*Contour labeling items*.
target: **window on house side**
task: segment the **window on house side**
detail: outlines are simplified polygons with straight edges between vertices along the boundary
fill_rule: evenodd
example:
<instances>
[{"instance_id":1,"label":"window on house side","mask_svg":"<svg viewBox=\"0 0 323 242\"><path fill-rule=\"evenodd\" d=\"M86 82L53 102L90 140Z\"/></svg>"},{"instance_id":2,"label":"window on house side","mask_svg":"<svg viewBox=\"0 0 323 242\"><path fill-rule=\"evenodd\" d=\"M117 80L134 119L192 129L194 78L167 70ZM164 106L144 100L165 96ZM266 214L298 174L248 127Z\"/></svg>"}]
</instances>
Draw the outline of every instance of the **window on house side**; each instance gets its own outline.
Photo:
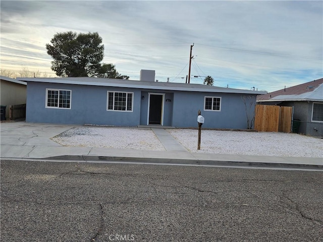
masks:
<instances>
[{"instance_id":1,"label":"window on house side","mask_svg":"<svg viewBox=\"0 0 323 242\"><path fill-rule=\"evenodd\" d=\"M221 98L218 97L205 97L204 111L221 111Z\"/></svg>"},{"instance_id":2,"label":"window on house side","mask_svg":"<svg viewBox=\"0 0 323 242\"><path fill-rule=\"evenodd\" d=\"M108 110L132 111L132 92L107 92Z\"/></svg>"},{"instance_id":3,"label":"window on house side","mask_svg":"<svg viewBox=\"0 0 323 242\"><path fill-rule=\"evenodd\" d=\"M46 89L46 107L71 109L72 91Z\"/></svg>"},{"instance_id":4,"label":"window on house side","mask_svg":"<svg viewBox=\"0 0 323 242\"><path fill-rule=\"evenodd\" d=\"M323 103L313 103L312 121L323 122Z\"/></svg>"}]
</instances>

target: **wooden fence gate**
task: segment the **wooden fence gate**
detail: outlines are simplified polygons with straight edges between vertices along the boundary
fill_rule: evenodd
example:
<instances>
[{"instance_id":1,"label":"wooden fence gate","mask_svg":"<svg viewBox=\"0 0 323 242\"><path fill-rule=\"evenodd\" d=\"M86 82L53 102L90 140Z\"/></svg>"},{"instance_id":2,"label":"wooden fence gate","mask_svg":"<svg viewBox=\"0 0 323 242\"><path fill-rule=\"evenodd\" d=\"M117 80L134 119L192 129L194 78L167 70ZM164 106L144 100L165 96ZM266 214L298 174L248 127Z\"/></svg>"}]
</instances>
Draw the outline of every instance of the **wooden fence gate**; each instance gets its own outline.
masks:
<instances>
[{"instance_id":1,"label":"wooden fence gate","mask_svg":"<svg viewBox=\"0 0 323 242\"><path fill-rule=\"evenodd\" d=\"M26 117L26 104L9 105L9 120Z\"/></svg>"},{"instance_id":2,"label":"wooden fence gate","mask_svg":"<svg viewBox=\"0 0 323 242\"><path fill-rule=\"evenodd\" d=\"M257 131L291 133L293 107L256 105L254 129Z\"/></svg>"}]
</instances>

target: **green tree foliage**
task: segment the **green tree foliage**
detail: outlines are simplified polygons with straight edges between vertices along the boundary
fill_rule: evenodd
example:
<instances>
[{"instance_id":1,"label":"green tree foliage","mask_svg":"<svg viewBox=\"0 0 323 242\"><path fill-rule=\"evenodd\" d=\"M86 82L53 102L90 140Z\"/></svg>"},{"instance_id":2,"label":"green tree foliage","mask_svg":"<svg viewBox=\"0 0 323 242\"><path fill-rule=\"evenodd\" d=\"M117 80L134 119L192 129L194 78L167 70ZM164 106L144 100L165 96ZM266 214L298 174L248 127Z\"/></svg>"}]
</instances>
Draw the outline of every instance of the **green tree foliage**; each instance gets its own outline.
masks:
<instances>
[{"instance_id":1,"label":"green tree foliage","mask_svg":"<svg viewBox=\"0 0 323 242\"><path fill-rule=\"evenodd\" d=\"M97 32L58 33L46 44L54 60L51 70L59 77L95 77L129 79L120 75L112 64L101 64L104 47Z\"/></svg>"},{"instance_id":2,"label":"green tree foliage","mask_svg":"<svg viewBox=\"0 0 323 242\"><path fill-rule=\"evenodd\" d=\"M210 76L207 76L204 79L203 84L206 84L208 86L213 86L214 83L214 80Z\"/></svg>"},{"instance_id":3,"label":"green tree foliage","mask_svg":"<svg viewBox=\"0 0 323 242\"><path fill-rule=\"evenodd\" d=\"M96 71L96 72L90 74L91 77L125 80L128 80L129 78L128 76L123 76L119 74L116 70L116 67L112 63L109 64L103 63Z\"/></svg>"}]
</instances>

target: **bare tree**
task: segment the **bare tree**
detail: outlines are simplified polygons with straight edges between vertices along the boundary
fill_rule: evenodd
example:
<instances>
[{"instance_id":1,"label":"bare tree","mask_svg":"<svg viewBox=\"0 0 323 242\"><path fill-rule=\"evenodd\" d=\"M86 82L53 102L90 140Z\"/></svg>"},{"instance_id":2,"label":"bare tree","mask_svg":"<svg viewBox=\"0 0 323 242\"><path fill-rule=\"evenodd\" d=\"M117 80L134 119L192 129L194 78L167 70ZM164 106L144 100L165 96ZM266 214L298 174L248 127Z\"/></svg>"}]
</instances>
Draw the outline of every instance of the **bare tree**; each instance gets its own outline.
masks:
<instances>
[{"instance_id":1,"label":"bare tree","mask_svg":"<svg viewBox=\"0 0 323 242\"><path fill-rule=\"evenodd\" d=\"M256 115L256 97L254 95L243 95L241 96L241 99L245 107L247 129L253 129Z\"/></svg>"}]
</instances>

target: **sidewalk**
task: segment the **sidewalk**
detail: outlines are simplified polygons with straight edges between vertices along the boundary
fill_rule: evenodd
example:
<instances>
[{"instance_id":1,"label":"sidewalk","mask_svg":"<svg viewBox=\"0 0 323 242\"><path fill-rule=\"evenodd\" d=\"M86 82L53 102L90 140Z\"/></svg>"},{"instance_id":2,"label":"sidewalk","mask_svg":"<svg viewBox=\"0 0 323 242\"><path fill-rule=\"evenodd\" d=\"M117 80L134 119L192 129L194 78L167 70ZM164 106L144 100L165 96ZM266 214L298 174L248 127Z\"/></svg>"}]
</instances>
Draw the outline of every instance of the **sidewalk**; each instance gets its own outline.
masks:
<instances>
[{"instance_id":1,"label":"sidewalk","mask_svg":"<svg viewBox=\"0 0 323 242\"><path fill-rule=\"evenodd\" d=\"M149 163L265 166L323 169L321 158L247 156L190 153L164 129L151 128L166 151L67 147L49 139L75 125L2 123L2 159L47 159L80 161L118 160Z\"/></svg>"}]
</instances>

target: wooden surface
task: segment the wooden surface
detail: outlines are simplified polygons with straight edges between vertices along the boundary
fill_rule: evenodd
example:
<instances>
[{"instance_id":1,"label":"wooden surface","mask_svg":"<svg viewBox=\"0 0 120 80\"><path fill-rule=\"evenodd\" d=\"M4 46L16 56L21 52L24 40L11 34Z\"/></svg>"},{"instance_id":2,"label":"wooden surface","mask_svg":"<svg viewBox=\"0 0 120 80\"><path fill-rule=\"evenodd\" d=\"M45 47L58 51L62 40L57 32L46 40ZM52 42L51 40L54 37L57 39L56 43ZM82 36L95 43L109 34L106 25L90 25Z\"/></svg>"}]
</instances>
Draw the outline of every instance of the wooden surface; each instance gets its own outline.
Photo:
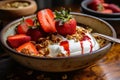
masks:
<instances>
[{"instance_id":1,"label":"wooden surface","mask_svg":"<svg viewBox=\"0 0 120 80\"><path fill-rule=\"evenodd\" d=\"M78 7L72 7L79 12ZM119 26L115 26L118 27ZM117 31L119 37L119 30ZM50 73L28 69L12 60L4 51L0 54L0 80L120 80L120 44L115 44L108 54L88 68Z\"/></svg>"}]
</instances>

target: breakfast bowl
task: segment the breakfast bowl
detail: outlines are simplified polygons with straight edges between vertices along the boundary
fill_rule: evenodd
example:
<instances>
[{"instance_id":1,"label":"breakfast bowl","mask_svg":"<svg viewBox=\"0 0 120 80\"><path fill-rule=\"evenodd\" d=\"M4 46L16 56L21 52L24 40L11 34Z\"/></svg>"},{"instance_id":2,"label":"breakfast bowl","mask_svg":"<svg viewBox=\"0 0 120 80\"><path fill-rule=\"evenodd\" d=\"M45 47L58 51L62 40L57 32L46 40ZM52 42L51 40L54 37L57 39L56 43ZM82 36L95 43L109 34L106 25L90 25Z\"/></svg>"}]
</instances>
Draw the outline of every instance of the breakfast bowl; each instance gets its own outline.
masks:
<instances>
[{"instance_id":1,"label":"breakfast bowl","mask_svg":"<svg viewBox=\"0 0 120 80\"><path fill-rule=\"evenodd\" d=\"M118 28L120 26L120 12L113 12L113 13L102 13L100 11L96 11L93 10L92 8L90 8L90 4L93 0L84 0L81 2L81 7L80 10L82 13L84 14L89 14L98 18L101 18L105 21L107 21L108 23L110 23L116 31L118 31ZM98 0L99 1L99 0ZM107 4L112 4L116 5L116 6L120 6L119 3L120 1L118 0L104 0L105 2L103 3L103 5L106 3ZM119 9L120 10L120 9Z\"/></svg>"},{"instance_id":2,"label":"breakfast bowl","mask_svg":"<svg viewBox=\"0 0 120 80\"><path fill-rule=\"evenodd\" d=\"M3 0L0 1L0 18L14 20L32 15L37 11L37 4L33 0Z\"/></svg>"},{"instance_id":3,"label":"breakfast bowl","mask_svg":"<svg viewBox=\"0 0 120 80\"><path fill-rule=\"evenodd\" d=\"M71 12L71 15L76 19L78 25L83 24L90 26L90 28L92 28L95 32L116 37L116 32L112 26L99 18L76 12ZM25 19L35 17L36 15L31 15L25 17ZM7 44L7 37L15 34L16 25L18 25L21 20L22 18L15 20L1 30L0 42L6 53L8 53L14 60L34 70L47 72L66 72L83 69L100 60L107 54L113 45L113 43L108 41L105 46L98 50L74 56L40 57L22 54ZM74 47L76 46L77 45Z\"/></svg>"}]
</instances>

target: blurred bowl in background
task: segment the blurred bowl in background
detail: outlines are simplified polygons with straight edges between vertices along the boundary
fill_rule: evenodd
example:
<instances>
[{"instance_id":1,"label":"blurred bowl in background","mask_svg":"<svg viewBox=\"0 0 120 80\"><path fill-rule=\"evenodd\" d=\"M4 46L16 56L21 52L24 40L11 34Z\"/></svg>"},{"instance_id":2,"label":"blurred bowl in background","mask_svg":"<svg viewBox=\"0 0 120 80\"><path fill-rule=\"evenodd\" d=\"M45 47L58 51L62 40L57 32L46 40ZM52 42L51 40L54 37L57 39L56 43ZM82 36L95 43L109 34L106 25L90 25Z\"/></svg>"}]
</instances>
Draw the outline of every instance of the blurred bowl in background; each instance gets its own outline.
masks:
<instances>
[{"instance_id":1,"label":"blurred bowl in background","mask_svg":"<svg viewBox=\"0 0 120 80\"><path fill-rule=\"evenodd\" d=\"M37 4L34 0L3 0L0 1L0 19L14 20L34 14Z\"/></svg>"},{"instance_id":2,"label":"blurred bowl in background","mask_svg":"<svg viewBox=\"0 0 120 80\"><path fill-rule=\"evenodd\" d=\"M120 13L112 13L112 14L105 14L101 13L95 10L92 10L88 7L88 5L92 2L93 0L83 0L81 2L80 10L84 14L89 14L92 16L96 16L98 18L101 18L108 23L110 23L116 30L116 32L120 32L119 27L120 27ZM107 3L113 3L116 5L119 5L120 1L119 0L105 0ZM120 34L118 34L120 35Z\"/></svg>"}]
</instances>

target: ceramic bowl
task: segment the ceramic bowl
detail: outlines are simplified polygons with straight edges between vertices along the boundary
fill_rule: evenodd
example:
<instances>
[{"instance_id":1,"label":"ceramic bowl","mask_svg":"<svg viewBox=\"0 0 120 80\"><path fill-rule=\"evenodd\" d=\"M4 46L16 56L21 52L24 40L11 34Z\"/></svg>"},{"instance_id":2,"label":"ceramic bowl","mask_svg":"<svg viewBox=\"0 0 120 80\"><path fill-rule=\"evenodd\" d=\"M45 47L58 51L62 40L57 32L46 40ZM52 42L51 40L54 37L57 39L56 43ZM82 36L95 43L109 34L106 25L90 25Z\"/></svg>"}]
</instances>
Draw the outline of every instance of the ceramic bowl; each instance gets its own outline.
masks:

*OBJECTIVE*. Keep only the lines from the one containing "target: ceramic bowl" to the end of the entries, and repeat them exactly.

*EXPECTED ANSWER*.
target: ceramic bowl
task: segment the ceramic bowl
detail: outlines are simplified polygons with straight edges between vertices along the boundary
fill_rule: evenodd
example:
<instances>
[{"instance_id":1,"label":"ceramic bowl","mask_svg":"<svg viewBox=\"0 0 120 80\"><path fill-rule=\"evenodd\" d=\"M4 46L16 56L21 52L24 40L11 34Z\"/></svg>"},{"instance_id":2,"label":"ceramic bowl","mask_svg":"<svg viewBox=\"0 0 120 80\"><path fill-rule=\"evenodd\" d=\"M45 47L58 51L62 40L57 32L46 40ZM52 42L51 40L54 37L57 39L56 43ZM82 36L95 43L109 34L106 25L90 25Z\"/></svg>"}]
</instances>
Draw the outline of every instance of the ceramic bowl; each instance gets its own outline.
masks:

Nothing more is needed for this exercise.